Start
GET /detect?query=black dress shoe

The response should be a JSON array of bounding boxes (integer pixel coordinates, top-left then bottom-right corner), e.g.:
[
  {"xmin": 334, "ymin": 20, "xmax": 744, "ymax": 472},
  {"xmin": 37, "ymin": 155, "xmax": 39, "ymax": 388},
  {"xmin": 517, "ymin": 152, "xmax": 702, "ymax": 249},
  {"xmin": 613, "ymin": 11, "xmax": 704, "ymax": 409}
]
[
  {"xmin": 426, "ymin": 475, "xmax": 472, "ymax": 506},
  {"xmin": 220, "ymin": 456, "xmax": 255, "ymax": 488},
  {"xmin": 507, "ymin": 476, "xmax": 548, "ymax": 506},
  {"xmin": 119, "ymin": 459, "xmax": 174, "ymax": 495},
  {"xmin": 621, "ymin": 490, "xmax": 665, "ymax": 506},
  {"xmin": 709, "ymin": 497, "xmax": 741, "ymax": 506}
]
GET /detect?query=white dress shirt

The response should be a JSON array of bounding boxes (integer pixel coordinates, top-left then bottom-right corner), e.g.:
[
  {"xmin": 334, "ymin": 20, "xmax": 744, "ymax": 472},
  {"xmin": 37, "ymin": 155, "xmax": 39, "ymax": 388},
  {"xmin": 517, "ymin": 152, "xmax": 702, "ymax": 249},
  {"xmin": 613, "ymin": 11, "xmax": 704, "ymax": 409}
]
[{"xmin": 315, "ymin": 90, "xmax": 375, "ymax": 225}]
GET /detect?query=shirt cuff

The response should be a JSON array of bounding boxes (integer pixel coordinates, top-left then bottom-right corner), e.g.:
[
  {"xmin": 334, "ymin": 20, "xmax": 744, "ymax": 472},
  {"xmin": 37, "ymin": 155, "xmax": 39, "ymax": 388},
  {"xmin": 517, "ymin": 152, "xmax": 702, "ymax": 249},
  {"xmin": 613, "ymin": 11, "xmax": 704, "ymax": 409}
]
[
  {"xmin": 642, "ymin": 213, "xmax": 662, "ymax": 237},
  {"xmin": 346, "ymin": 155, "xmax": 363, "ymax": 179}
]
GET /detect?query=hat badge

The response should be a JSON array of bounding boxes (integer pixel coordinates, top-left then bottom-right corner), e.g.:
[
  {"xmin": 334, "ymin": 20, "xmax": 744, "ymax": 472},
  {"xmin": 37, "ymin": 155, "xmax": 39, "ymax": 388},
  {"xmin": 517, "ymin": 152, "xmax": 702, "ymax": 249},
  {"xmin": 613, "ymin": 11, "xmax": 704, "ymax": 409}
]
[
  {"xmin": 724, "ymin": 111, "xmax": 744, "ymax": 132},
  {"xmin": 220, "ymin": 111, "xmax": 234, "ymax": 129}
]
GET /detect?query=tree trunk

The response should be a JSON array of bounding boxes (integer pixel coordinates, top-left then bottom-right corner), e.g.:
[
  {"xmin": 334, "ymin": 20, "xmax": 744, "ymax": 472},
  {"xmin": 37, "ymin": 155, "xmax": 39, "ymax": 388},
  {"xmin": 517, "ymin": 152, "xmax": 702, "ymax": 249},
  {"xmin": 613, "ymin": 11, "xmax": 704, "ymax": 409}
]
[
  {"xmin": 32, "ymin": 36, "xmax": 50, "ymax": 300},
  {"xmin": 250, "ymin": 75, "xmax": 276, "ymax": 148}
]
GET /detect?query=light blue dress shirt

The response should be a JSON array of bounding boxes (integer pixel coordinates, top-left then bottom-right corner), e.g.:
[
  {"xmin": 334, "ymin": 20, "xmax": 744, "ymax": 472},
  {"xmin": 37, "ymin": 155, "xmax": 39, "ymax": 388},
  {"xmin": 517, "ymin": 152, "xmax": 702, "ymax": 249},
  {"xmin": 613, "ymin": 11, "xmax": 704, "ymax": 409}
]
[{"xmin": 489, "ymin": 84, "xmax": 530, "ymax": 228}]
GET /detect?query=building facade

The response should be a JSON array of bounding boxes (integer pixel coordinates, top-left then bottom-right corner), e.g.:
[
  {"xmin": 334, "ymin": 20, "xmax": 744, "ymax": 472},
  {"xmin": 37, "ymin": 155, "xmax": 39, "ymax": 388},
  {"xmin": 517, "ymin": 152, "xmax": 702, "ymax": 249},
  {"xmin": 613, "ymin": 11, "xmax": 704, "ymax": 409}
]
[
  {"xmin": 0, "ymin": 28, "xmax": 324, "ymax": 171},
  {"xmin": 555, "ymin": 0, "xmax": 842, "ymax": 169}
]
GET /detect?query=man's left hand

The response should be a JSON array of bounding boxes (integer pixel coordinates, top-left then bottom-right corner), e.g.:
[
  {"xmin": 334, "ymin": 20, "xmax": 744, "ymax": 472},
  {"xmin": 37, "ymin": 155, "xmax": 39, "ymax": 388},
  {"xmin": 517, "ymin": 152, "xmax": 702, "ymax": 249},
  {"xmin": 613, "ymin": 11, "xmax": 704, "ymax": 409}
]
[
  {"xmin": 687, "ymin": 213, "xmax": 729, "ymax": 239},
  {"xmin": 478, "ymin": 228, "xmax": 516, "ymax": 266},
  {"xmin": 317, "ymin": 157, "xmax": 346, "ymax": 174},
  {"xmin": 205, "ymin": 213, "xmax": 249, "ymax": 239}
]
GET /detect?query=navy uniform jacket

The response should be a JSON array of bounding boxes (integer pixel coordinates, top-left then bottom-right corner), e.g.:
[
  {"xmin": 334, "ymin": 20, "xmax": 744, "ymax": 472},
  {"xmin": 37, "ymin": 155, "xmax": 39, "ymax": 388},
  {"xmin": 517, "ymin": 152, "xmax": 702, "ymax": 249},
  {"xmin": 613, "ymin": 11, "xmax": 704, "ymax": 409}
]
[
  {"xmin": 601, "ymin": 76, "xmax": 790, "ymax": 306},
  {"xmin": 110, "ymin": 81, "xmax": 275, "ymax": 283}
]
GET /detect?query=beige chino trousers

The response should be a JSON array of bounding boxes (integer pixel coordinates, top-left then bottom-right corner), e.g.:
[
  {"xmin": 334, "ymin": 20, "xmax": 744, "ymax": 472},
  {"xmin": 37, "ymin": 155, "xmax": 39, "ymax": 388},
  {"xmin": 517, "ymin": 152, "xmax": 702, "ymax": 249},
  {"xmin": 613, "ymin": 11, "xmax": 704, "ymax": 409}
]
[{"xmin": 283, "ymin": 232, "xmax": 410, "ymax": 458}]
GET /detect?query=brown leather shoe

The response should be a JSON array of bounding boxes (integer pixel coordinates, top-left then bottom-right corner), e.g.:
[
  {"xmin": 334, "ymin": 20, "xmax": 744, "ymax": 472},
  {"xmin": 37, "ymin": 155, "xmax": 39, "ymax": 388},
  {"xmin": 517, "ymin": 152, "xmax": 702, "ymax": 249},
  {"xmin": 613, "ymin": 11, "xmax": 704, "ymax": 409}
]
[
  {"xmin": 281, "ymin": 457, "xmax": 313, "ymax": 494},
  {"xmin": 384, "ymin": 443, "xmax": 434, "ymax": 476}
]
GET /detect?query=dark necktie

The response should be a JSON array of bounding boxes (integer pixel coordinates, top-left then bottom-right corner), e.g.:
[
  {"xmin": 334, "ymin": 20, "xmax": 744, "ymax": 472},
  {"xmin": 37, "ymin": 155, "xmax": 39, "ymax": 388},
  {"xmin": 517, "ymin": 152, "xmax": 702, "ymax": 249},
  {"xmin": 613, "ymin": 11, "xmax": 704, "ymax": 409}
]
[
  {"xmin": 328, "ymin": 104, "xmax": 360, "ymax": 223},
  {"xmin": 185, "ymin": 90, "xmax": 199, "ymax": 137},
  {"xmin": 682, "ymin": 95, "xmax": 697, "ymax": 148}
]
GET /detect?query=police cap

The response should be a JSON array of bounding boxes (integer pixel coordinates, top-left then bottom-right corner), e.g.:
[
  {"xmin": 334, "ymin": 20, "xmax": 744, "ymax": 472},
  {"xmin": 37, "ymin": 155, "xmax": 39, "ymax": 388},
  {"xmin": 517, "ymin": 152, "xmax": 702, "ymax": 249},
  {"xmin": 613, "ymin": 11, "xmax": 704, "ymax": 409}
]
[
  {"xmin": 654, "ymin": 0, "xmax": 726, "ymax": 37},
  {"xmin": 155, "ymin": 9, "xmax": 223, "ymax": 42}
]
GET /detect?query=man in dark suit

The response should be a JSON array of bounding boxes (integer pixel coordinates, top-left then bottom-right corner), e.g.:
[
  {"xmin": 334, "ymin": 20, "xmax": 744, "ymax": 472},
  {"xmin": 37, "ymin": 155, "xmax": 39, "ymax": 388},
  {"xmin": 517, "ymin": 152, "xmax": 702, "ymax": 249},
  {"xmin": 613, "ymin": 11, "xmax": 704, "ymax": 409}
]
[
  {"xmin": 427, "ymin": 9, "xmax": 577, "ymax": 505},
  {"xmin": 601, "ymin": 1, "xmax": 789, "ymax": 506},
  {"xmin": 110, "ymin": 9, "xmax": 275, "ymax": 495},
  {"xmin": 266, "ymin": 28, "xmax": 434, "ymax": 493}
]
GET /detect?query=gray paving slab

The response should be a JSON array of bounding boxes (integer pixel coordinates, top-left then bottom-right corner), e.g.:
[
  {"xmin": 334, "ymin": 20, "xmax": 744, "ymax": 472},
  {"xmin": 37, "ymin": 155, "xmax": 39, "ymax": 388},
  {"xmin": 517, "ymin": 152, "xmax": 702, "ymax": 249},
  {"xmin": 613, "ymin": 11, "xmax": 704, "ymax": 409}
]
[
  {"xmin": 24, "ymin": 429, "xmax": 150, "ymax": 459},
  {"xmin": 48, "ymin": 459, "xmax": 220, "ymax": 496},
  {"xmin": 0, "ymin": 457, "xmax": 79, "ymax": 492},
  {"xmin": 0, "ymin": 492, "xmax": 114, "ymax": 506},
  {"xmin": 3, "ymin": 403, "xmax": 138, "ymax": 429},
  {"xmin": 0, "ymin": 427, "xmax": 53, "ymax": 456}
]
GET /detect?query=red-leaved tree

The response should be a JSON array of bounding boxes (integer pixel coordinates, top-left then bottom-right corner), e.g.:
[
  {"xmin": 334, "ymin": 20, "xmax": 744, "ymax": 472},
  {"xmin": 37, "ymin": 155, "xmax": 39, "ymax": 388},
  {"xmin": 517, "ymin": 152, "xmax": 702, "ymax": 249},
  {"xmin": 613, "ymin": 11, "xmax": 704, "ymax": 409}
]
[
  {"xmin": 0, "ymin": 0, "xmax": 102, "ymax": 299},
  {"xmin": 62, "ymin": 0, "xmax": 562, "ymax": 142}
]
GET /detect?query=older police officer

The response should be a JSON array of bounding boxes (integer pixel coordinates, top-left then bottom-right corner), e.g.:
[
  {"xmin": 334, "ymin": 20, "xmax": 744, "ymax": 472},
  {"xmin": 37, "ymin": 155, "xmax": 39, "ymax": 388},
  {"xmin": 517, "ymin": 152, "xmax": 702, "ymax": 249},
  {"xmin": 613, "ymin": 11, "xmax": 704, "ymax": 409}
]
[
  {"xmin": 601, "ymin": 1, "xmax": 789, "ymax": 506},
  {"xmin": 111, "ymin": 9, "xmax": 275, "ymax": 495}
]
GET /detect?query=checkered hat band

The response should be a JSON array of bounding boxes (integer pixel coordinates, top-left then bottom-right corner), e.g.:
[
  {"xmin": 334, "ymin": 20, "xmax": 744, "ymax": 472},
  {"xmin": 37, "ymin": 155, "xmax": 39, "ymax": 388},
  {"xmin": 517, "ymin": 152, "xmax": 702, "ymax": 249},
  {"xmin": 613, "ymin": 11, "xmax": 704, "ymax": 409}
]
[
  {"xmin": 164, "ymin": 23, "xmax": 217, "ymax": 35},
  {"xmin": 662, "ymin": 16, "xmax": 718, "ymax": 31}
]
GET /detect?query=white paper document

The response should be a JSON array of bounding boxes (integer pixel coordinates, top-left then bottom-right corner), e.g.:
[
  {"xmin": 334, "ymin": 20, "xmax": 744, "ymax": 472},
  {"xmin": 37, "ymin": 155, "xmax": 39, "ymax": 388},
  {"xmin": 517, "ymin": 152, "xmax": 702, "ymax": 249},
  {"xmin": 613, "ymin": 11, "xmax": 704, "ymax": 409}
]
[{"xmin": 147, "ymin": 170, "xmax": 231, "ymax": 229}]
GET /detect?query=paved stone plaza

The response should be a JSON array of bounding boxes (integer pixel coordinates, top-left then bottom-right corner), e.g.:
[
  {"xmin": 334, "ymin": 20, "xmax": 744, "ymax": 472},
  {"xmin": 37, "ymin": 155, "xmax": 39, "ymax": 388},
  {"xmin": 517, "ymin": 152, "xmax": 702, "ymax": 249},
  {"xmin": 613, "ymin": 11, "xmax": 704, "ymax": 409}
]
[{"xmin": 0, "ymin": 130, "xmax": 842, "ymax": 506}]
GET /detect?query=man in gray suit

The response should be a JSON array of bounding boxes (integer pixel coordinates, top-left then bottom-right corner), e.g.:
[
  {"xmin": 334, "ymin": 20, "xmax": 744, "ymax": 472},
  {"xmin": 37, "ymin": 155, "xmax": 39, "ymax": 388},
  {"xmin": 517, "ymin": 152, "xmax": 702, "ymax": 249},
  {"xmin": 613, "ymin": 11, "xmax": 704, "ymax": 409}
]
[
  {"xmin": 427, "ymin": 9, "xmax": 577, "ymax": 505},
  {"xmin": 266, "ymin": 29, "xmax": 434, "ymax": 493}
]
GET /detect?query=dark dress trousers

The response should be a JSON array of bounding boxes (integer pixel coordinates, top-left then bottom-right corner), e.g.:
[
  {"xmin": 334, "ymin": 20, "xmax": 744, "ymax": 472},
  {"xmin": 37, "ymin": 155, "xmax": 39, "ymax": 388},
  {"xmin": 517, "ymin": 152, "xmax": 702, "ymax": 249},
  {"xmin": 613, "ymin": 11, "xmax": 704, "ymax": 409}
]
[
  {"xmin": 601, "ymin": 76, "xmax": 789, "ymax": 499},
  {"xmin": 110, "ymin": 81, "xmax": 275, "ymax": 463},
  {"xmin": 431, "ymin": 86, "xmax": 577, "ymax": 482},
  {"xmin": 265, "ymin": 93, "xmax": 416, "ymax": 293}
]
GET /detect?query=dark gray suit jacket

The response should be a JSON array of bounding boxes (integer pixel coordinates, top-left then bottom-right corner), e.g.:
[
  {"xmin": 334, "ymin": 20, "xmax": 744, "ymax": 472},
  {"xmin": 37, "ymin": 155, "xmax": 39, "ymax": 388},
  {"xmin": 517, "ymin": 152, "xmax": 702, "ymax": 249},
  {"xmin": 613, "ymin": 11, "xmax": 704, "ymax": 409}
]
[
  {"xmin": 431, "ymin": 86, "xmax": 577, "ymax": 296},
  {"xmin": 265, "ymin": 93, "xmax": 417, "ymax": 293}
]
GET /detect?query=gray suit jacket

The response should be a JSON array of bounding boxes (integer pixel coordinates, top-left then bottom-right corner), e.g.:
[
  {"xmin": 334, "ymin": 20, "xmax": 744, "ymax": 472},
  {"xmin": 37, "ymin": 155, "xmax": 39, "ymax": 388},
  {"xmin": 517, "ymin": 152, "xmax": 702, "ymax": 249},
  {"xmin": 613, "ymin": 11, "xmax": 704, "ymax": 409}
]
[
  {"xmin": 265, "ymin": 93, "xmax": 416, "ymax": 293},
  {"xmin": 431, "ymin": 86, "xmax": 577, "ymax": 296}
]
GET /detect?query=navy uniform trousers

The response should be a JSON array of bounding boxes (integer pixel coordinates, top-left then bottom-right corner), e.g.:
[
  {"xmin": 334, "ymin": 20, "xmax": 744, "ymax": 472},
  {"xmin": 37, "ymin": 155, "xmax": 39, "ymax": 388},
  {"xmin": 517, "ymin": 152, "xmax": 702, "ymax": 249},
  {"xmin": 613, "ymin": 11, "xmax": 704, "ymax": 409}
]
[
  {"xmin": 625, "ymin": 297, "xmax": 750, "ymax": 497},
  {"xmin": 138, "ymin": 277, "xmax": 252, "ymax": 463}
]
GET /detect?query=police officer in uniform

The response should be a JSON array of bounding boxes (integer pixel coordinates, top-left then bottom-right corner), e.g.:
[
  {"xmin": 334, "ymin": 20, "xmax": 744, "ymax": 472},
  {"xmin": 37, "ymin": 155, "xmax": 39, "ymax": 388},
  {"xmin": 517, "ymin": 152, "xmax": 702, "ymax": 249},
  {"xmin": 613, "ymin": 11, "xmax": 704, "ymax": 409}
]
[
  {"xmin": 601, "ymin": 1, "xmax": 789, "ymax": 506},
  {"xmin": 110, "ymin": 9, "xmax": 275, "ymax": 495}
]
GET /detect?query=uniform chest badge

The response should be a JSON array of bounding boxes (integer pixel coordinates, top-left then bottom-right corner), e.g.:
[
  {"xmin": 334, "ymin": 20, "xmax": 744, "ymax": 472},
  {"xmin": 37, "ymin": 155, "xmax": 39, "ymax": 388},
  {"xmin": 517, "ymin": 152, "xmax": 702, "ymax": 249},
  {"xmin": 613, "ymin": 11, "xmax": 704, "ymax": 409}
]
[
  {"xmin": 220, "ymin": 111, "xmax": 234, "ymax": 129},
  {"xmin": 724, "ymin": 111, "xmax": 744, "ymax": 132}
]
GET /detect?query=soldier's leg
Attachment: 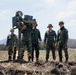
End
▸ **TASK TO COMPLETE**
Copy the records word for word, starting with the line that contains "GET /detect?query=navy uniform trousers" and continuing through the final line of the records, with both of those lines included. Leave out the pictures.

▸ **SOLUTION BELOW**
GET /detect?query=navy uniform trousers

The response should be a JSON array of bounding boxes (integer pixel coordinates, top-left then bottom-right corner), e.g.:
[
  {"xmin": 334, "ymin": 20, "xmax": 744, "ymax": 472},
  {"xmin": 37, "ymin": 155, "xmax": 39, "ymax": 388},
  {"xmin": 517, "ymin": 152, "xmax": 702, "ymax": 249},
  {"xmin": 613, "ymin": 11, "xmax": 704, "ymax": 409}
]
[
  {"xmin": 625, "ymin": 297, "xmax": 750, "ymax": 497},
  {"xmin": 138, "ymin": 277, "xmax": 252, "ymax": 463}
]
GET /detect?query=police officer in uniform

The response should be a JSON array of bounding boxes (integer pixel coordinates, top-left then bottom-right corner), e.g.:
[
  {"xmin": 334, "ymin": 20, "xmax": 744, "ymax": 472},
  {"xmin": 37, "ymin": 155, "xmax": 39, "ymax": 388},
  {"xmin": 517, "ymin": 152, "xmax": 702, "ymax": 249},
  {"xmin": 613, "ymin": 11, "xmax": 704, "ymax": 409}
]
[
  {"xmin": 601, "ymin": 1, "xmax": 789, "ymax": 506},
  {"xmin": 110, "ymin": 9, "xmax": 275, "ymax": 495}
]
GET /detect?query=uniform chest badge

The response should be a JSON array of bounding boxes (integer pixel coordinates, top-left then bottom-right corner), e.g.:
[
  {"xmin": 334, "ymin": 20, "xmax": 744, "ymax": 472},
  {"xmin": 37, "ymin": 155, "xmax": 39, "ymax": 388},
  {"xmin": 517, "ymin": 152, "xmax": 702, "ymax": 249},
  {"xmin": 613, "ymin": 11, "xmax": 704, "ymax": 409}
]
[
  {"xmin": 220, "ymin": 111, "xmax": 234, "ymax": 129},
  {"xmin": 724, "ymin": 111, "xmax": 744, "ymax": 132}
]
GET /detect?query=soldier's leg
Attachment: 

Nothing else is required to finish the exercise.